■ DESCRIPTION OF THE TASK:
Quote the stretch of the article on AI privacy from "The short answer: it" through "to do instead.", word for word.

(Beginning of TEXT FOR ANALYSIS)

What You Should Never Type Into an AI: Privacy in Practice
Passwords, ID numbers, customer data, contracts: many people paste all of this into AI tools without thinking. Understand the real risks and get a practical checklist to use AI without exposing what should stay private.
You have probably done this before: opened ChatGPT or another AI tool, pasted in a full email, a contract excerpt or a list of customers, and asked for help. It is fast, it is useful and it feels harmless. But have you ever stopped to think about where everything you type actually goes?
The short answer: it does not go nowhere. What you write can be saved in your history, used to improve the model and, in some cases, accessed by other people. The good news is that you can get real value from AI every day without exposing what should stay private. In this article, you will learn what you should never type into an AI, why it is risky and what to do instead.
Where your words actually go
When you send a message to an AI, it is usually stored on the servers of the company that runs the service. Depending on your plan and account settings, those conversations may be used to train future versions of the model, may be reviewed by human quality teams and may sit in your history for a long time.
This does not mean someone is reading your chats right now. It means something more subtle and more important: you lose control over that information. If there is a leak, a shared team account or unauthorized access, what you typed can show up where it never should. And remember that the tool has other limits beyond privacy, as we explain in why AI hallucinates.
Personal data: the most common slip
The most frequent mistake is treating the AI chat like a notepad. In a hurry to get something done, people paste data that directly identifies someone. A few examples that deserve extra care:
- ID documents: national ID numbers, passports, driver's licenses and any number that identifies you or someone else.
- Contact details and addresses: home addresses, personal phone numbers and other people's private emails.
- Financial data: card numbers, bank details, credit limits and statements.
- Passwords and codes: passwords, tokens, API keys and verification codes. Never, under any circumstances.
- Health information: diagnoses, test results and medical reports with a patient's name.
The rule is simple: if the information identifies a real person and you would not want it circulating, it does not belong in an AI chat.
Customer data, company data and confidential documents
At work, the risk changes scale. Pasting a customer spreadsheet, a contract under negotiation or financial results that have not been published yet can violate privacy laws (such as GDPR or Brazil's LGPD), confidentiality agreements and your company's internal policies. Even if nothing leaks, you may be breaking a compliance rule without noticing.
The same goes for proprietary source code, business strategies, supplier data and any document marked internal or confidential. The dangerous part is that almost nobody does this in bad faith: the person just wants a summary of the contract or a quick analysis of the spreadsheet. The problem is that the information left the company's controlled environment and entered an external service, often through a free personal account, with no contract and no guarantees.
What to do instead
The solution is not to abandon AI, it is to use it with judgment. A few habits solve most cases:
- Anonymize before pasting: replace real names with "Customer A", remove ID numbers, emails and phone numbers. The AI does not need to know who the person is in order to help.

(End of TEXT FOR ANALYSIS)
(Beginning of RECORDED INFORMATION)

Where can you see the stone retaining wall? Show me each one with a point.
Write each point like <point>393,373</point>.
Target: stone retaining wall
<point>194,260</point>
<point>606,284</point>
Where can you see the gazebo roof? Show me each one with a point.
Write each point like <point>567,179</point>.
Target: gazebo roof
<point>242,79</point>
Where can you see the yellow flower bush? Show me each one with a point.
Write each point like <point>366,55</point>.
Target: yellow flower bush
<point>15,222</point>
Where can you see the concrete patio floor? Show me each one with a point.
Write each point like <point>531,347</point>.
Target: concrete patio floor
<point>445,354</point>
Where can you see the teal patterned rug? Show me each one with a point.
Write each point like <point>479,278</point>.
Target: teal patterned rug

(End of RECORDED INFORMATION)

■ WRITTEN ANSWER:
The short answer: it does not go nowhere. What you write can be saved in your history, used to improve the model and, in some cases, accessed by other people. The good news is that you can get real value from AI every day without exposing what should stay private. In this article, you will learn what you should never type into an AI, why it is risky and what to do instead.